***** RECORDS FOR THIS EXERCISE *****

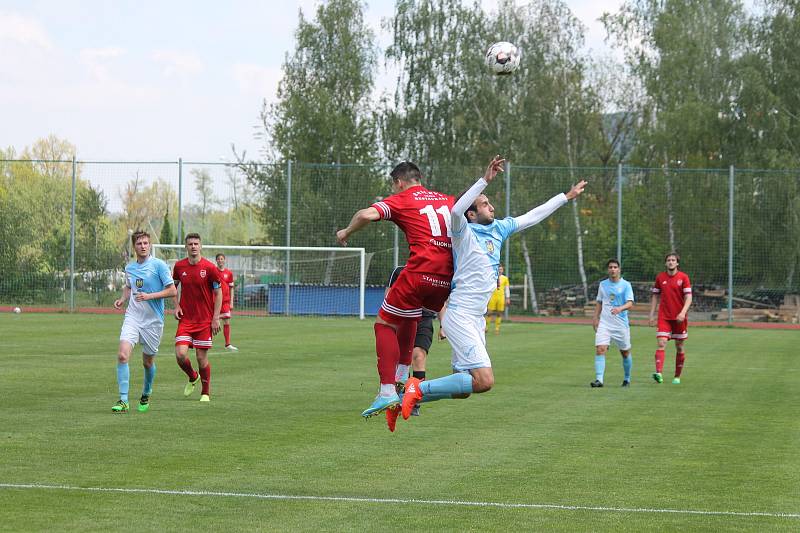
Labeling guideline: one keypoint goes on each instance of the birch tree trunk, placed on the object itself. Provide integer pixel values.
(575, 212)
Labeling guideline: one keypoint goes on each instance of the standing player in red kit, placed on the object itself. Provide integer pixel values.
(424, 217)
(227, 300)
(197, 308)
(672, 295)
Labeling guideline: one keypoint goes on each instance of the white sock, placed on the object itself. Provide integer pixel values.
(401, 374)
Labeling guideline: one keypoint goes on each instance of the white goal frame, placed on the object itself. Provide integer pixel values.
(289, 249)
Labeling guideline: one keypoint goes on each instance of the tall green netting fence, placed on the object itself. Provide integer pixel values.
(737, 231)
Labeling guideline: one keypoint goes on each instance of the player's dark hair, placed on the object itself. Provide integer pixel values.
(473, 208)
(406, 171)
(136, 235)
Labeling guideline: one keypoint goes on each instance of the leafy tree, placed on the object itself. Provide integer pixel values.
(204, 186)
(323, 115)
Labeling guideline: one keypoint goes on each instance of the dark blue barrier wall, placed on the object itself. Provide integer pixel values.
(323, 300)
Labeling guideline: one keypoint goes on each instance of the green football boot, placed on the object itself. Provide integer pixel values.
(144, 403)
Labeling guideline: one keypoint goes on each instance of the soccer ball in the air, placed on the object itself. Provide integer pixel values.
(502, 58)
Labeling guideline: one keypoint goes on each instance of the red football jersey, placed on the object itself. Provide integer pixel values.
(197, 284)
(673, 290)
(424, 217)
(227, 284)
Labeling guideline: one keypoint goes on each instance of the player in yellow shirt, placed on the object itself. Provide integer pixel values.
(501, 297)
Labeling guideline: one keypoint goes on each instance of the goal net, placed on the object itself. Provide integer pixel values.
(281, 280)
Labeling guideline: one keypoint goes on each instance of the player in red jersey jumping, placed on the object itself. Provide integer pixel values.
(197, 308)
(672, 295)
(227, 300)
(424, 217)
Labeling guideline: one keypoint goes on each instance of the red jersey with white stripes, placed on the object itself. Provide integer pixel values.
(424, 217)
(673, 291)
(197, 284)
(226, 277)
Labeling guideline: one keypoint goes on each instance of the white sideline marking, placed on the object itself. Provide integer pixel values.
(396, 500)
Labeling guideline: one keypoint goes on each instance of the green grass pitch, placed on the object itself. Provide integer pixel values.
(282, 446)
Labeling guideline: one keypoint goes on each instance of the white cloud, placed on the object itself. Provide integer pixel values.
(176, 64)
(23, 30)
(257, 80)
(99, 61)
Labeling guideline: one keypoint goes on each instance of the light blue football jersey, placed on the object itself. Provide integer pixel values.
(612, 295)
(151, 276)
(476, 260)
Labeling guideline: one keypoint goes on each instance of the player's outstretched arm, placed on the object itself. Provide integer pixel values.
(168, 292)
(215, 328)
(360, 219)
(537, 214)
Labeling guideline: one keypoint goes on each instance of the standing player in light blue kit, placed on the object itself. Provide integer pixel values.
(614, 298)
(477, 238)
(147, 282)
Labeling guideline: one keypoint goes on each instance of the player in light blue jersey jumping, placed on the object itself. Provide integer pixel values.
(477, 239)
(147, 282)
(614, 298)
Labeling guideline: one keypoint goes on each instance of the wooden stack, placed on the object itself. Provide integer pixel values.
(789, 311)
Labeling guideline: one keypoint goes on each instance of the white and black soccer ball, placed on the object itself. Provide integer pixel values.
(502, 58)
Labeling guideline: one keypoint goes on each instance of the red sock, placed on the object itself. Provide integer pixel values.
(205, 379)
(388, 351)
(659, 360)
(406, 334)
(680, 357)
(186, 366)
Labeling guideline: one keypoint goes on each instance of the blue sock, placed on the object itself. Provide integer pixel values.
(123, 377)
(627, 364)
(149, 376)
(434, 397)
(599, 367)
(459, 383)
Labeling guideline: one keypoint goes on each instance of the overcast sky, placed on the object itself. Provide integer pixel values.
(158, 80)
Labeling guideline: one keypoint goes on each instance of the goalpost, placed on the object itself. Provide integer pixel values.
(289, 280)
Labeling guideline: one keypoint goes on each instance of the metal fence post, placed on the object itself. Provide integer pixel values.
(180, 201)
(619, 213)
(72, 239)
(731, 176)
(287, 279)
(508, 214)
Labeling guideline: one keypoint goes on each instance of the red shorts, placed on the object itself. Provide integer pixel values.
(672, 329)
(411, 292)
(193, 335)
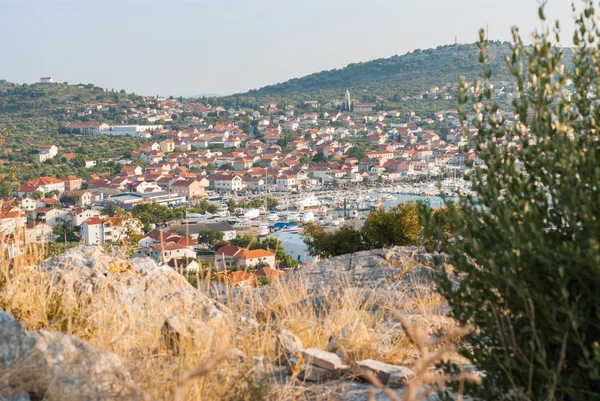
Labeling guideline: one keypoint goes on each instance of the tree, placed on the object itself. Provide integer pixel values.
(319, 158)
(400, 226)
(526, 246)
(210, 237)
(231, 205)
(274, 245)
(323, 244)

*****

**TO BE DONE**
Duplicate every line of the entries above word for word, leaving out the pictures.

**RIGHT ANSWER**
Labeling guideline: one keypoint goes on each instance of the birch tree trunk, placed on the object itself. Provide integer pixel values.
(575, 212)
Labeling guideline: one keypoint goes on each instance of the standing player in red kit, placed on the object itself. Provide integer pixel values.
(424, 217)
(227, 300)
(197, 308)
(672, 295)
Labeling guideline: one keypoint goes on each instance of the white sock, placed on the object itself. Provide integer pixel values.
(401, 374)
Labeling guideline: one keypoint goes on each instance of the white goal frame, placed on the object itself. Provide integer pixel values.
(289, 249)
Labeling guideline: one keypoint goes on each instance of the tall green netting fence, placed on the object itself. Provide integer pixel values.
(737, 231)
Labeling guideline: one keypoint goes on each instance of the player's dark hair, placed on the object itself. Provide integer pixel values.
(473, 208)
(406, 171)
(136, 235)
Labeling guideline: one keypoint goes on each instance of the leafy tree, placed on the object itself. Provide integer pixel values.
(204, 186)
(323, 115)
Labeling guideline: one keypoint goes on each instance of the dark blue barrier wall, placed on the object itself. Provide integer pixel values.
(323, 300)
Labeling guideline: one keypoint goes on each instance of the green football boot, placed on the object itself. Provide integer pixel values.
(144, 403)
Labeling guideline: one keypoint goes on each instance of the soccer ball in the air, placed on the object itself. Provide integer pixel values.
(502, 58)
Labeling guideline: one keypoint goes on each instance of the red football jersey, placed on the object itself. Provide integer pixel values.
(197, 284)
(673, 290)
(424, 217)
(227, 284)
Labeling guideline: one keypoint goes on each instance of the player in yellow shirt, placed on the object itself. Provide integer pixel values.
(501, 297)
Labeling guideline: one keypoint goes on each instance of the goal net, placed on the object itself. Provide integer pixel values.
(281, 280)
Labeling guideline: one keypoint goes on each instance of the player in red jersey jumping, placed on the object itself. Provide integer pixel values.
(197, 308)
(672, 295)
(227, 300)
(424, 217)
Labeling guideline: one keypoint goes on each instance of the red jersey with white stripes, placed on the object itself. Provide integer pixel values.
(424, 217)
(673, 291)
(197, 284)
(226, 277)
Labeling guideline: one keypoint goes on each instance of the white sideline marking, placed on the object itself. Provide integer pixel values.
(396, 500)
Labeling guideline: one keypoint goes on each instance of the green grass pitch, placed on the object itself. Provide integer pixel values.
(282, 446)
Labeling guideline: one keypoint goes on each instance of the white cloud, placed on the object itself. Provide integer pixel values.
(176, 64)
(23, 30)
(257, 80)
(99, 61)
Labeling guideline: one keypoint goes on each instance of the light blue football jersey, placed on the object itself. Provide integer pixel values.
(612, 295)
(151, 276)
(476, 260)
Labeling guideline: one keypoint goes on each instance of the player's outstretched arm, placed on the object itself. Provide integer pixel values.
(168, 292)
(215, 328)
(360, 219)
(537, 214)
Labeling guideline: one keypoint goes on each instance of the standing player in light blue kit, placed on the object itself. Provide integer pixel values.
(614, 298)
(477, 238)
(147, 282)
Labeling guideline: one keypoint goes on each instance of the player in light blue jersey jumping, placed on the object itself. Provide integer pixel values.
(477, 239)
(147, 282)
(614, 298)
Labeling guideline: one keypoint goes on each instance of the wooden stack, placed on the object itself. Provide integer pixel values.
(789, 311)
Labeling guideline: one keypoint goes on each instance of the white and black soccer ball, placed on the object itself. Provide integer pixel values.
(502, 58)
Labeling guideline: one keypoint goes on each instance of the red sock, placed on the object itself. Provide integer pixel values.
(205, 379)
(388, 351)
(659, 360)
(406, 334)
(680, 357)
(186, 366)
Labeling guideline: one keypoint goes on each instance of the blue sock, placed on the object itself. Provide integer pixel values.
(123, 377)
(627, 364)
(149, 376)
(434, 397)
(599, 367)
(459, 383)
Labeling guideline: one keypoint goes on each instance of the overcast sky, placed on the object itself. Provide integer pixel values.
(158, 80)
Labeling guideline: one keypoint goes on each instance of the goalpost, placed on the object itself. Provide integer pixel values.
(289, 280)
Labeling guideline: one keypoint goes on each instance of the metal fence post, placed on the object itself. Provide integer pixel values.
(180, 201)
(619, 213)
(72, 239)
(731, 176)
(287, 279)
(508, 214)
Labeling guideline: one keypoint goes on each instance of the red shorts, placed on the object itself. Provide integer pixel values.
(672, 329)
(411, 292)
(193, 335)
Labeling guideline: one keypoint goes on each instance of the tree, placed on the object itself. Provide integer pixel values.
(319, 158)
(400, 226)
(526, 246)
(210, 237)
(231, 205)
(274, 245)
(323, 244)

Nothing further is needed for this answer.